Your task is to print every entry below exactly as given.

(Recorded data):
****

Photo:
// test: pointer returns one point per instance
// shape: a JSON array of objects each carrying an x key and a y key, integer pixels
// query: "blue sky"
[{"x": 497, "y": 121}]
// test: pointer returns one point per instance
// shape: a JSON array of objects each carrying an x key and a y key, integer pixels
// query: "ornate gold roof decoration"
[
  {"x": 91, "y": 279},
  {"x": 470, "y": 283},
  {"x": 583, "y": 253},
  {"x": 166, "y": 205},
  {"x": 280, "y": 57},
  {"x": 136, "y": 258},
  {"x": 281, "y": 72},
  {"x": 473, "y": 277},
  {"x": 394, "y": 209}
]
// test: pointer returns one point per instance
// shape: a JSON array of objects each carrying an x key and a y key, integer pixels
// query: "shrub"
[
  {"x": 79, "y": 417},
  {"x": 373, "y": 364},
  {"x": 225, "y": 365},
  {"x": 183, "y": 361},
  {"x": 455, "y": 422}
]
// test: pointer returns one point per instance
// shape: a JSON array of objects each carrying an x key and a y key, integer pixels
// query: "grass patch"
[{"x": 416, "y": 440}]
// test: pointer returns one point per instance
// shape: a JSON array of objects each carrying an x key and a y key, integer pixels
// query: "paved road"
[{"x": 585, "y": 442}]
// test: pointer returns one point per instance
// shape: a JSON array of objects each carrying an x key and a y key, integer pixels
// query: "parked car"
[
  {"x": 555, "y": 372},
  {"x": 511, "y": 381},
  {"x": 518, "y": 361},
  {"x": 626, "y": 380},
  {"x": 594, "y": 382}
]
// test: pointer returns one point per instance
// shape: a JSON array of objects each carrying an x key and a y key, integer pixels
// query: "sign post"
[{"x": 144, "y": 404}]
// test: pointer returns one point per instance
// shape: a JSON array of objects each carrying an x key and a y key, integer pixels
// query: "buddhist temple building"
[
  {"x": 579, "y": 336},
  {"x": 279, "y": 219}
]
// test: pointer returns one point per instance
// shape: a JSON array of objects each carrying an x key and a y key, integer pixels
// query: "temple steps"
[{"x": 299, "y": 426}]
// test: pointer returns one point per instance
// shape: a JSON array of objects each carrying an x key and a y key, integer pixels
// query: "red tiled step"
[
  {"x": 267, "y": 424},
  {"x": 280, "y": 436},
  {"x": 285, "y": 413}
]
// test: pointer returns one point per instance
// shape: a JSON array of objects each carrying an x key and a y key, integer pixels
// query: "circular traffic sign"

****

(Exercise output):
Photo:
// test: pointer returns one point per instance
// shape: a JSON array of objects each carrying an x key and a y key, integer pixels
// query: "blue sky"
[{"x": 497, "y": 121}]
// test: pointer returns one point per instance
// shape: a JSON array of objects each carrying an x key and a y key, integer pixels
// query: "ornate gold roof decoration"
[
  {"x": 91, "y": 279},
  {"x": 470, "y": 283},
  {"x": 583, "y": 253},
  {"x": 166, "y": 205},
  {"x": 280, "y": 57},
  {"x": 136, "y": 258},
  {"x": 281, "y": 72},
  {"x": 473, "y": 277},
  {"x": 394, "y": 209}
]
// test: pointer returns one point per instance
// shape: a JSON array of objects each carrying an x key and a y key, integer pixels
// query: "shrub"
[
  {"x": 79, "y": 417},
  {"x": 373, "y": 364},
  {"x": 225, "y": 365},
  {"x": 183, "y": 361},
  {"x": 455, "y": 422}
]
// test: pointer returns one point per instance
// shape: a JSON array of objects each carrying an x key and a y key, integer pixels
// query: "grass patch"
[{"x": 416, "y": 440}]
// test: pointer returns one point per instance
// shape: a JSON array of objects each carrying an x key and a y key, integer pixels
// query: "paved road"
[{"x": 585, "y": 442}]
// test: pointer returns one point per instance
// shape: a JSON array of objects each carrying an x key and a y key, integer pixels
// query: "parked car"
[
  {"x": 555, "y": 372},
  {"x": 511, "y": 381},
  {"x": 518, "y": 361},
  {"x": 626, "y": 380},
  {"x": 594, "y": 382}
]
// test: pointer returns one point per instance
// shape: a JSON array of objects each carrying an x key and a y key, integer pixels
// query: "sign post"
[{"x": 144, "y": 404}]
// test: pointer returns one point per instance
// shape: a JSON array of objects each carrying an x key and a y key, integer pixels
// query: "buddhist temple building"
[
  {"x": 579, "y": 336},
  {"x": 279, "y": 219}
]
// test: pointer returns one point per instance
// shape: a JSON array of objects each carrying an x key and a y key, integer pixels
// query: "temple steps"
[{"x": 299, "y": 426}]
// test: pointer returns one point per instance
// shape: a JSON array of objects each carrying an x key and a y key, integer pixels
// query: "red tiled step"
[
  {"x": 267, "y": 424},
  {"x": 280, "y": 436},
  {"x": 285, "y": 413}
]
// test: pointer returns one point per instance
// shape: a JSON array of objects each carrying an x key and a y key, integer pixels
// query: "circular traffic sign"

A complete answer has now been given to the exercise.